Study questions.
(a) In the document key-value text, what output does the async extraction endpoint produce?
(b) Pick up the document key-value text after its last line and keep writing in the same style.

Document passage.
/---

Document key - value

These are the endpoints used when the extraction is based on key values and a key or a list of keys is provided as input.

Sync extraction

/ocrsvc/v{ver}/DocumentKeyValue is the endpoint used when the file type of OCR Document is one of JPG, JPEG or PNG and a key or list of keys is provided.

The table shows the required values:

Component Description
API Method /ocrsvc/v{ver}/DocumentKeyValue
Input
  • ver:1(Default value)
  • ocrDocument: Processes .jpg, .jpeg, and .png files as input.
  • list_of_keys: For example, Invoice Number, Invoice Date, Address, etc.
Output The response is of JSON type.

Async extraction

/ocrsvc/v{ver}/AsyncDocumentKeyValue is called the OCR Document is a .pdf file and a key or list of keys is provided.

The table shows the required values:

Component Description
API Method /ocrsvc/v{ver}/AsyncDocumentKeyValue
Input
  • ver:1(Default value)
  • ocrDocument: Processes .pdf file as input.
  • list_of_keys: For example, Invoice Number, Invoice Date, Address and so on.
  • pageNo: PageNo can be, for example, for .pdf with page size 10, values could be 1,2,3 or 1-3 or 1, 3- 5 or 1-3, 7-10.
Output Task ID is generated.

\---

Provided data.
/---

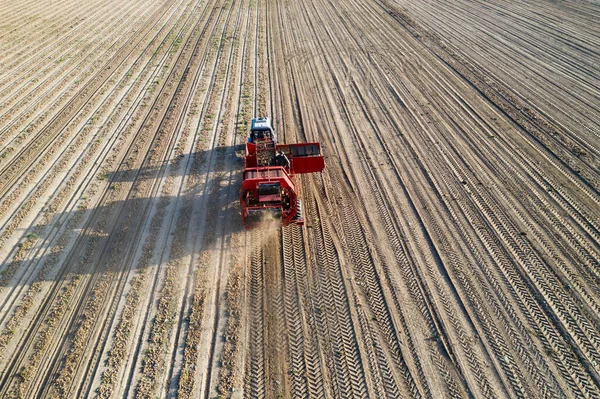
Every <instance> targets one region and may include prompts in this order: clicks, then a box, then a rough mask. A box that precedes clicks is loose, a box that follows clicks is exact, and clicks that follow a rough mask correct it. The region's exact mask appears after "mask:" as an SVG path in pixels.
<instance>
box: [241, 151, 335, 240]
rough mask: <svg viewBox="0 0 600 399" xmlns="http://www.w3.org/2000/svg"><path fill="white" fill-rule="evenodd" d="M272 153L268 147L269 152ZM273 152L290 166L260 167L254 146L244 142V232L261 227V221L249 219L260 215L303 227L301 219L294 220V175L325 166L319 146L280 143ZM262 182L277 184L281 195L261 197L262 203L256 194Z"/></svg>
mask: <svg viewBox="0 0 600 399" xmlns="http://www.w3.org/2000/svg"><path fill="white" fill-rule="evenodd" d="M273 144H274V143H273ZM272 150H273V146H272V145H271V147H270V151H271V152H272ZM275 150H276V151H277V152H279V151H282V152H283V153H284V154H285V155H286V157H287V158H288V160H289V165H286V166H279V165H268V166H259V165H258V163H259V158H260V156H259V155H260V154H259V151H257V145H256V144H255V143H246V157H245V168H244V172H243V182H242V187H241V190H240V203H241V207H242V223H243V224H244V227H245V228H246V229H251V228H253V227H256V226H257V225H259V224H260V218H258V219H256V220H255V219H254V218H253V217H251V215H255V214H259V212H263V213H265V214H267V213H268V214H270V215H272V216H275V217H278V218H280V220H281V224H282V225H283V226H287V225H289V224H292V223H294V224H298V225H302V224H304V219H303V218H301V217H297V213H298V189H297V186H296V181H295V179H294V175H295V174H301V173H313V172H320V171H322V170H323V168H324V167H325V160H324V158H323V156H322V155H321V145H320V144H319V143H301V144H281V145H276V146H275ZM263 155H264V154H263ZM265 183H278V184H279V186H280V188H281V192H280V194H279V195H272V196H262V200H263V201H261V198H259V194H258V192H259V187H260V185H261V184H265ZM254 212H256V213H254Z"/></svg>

\---
/---

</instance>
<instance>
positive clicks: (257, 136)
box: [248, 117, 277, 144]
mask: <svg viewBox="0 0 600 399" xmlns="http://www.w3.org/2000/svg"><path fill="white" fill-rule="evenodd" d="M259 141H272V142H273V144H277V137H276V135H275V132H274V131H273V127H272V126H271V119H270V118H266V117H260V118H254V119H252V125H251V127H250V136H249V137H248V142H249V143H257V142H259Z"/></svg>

\---

Responses by task.
(a) It generates a task ID.

(b)
Using the Task ID, the user needs to submit the Task ID in /ocrsvc/v{ver}/GetJobResult. This API returns the job result for all the Async API for the given TaskID.

Response output

{
  "ExtractionData": [
    {
      "FieldName": "Name of the extracted entity",
      "FieldValue": "Extracted text value",
      "FieldGeometry": [Left, Top, Width, Height],
      "Confidence": "Confidence score of extraction",
      "PageNo": "Page number where the field was found"
    }
  ],
  "_metadata": {
    "Confidence": "Overall confidence score of the extraction",
    "TaskID": "Unique identifier for the OCR processing job",
    "OcrProvider": "Name of the OCR service provider used",
    "TenantID": "Identifier for the tenant or client using the service",
    "NumberOfPages": "Total number of pages in the document"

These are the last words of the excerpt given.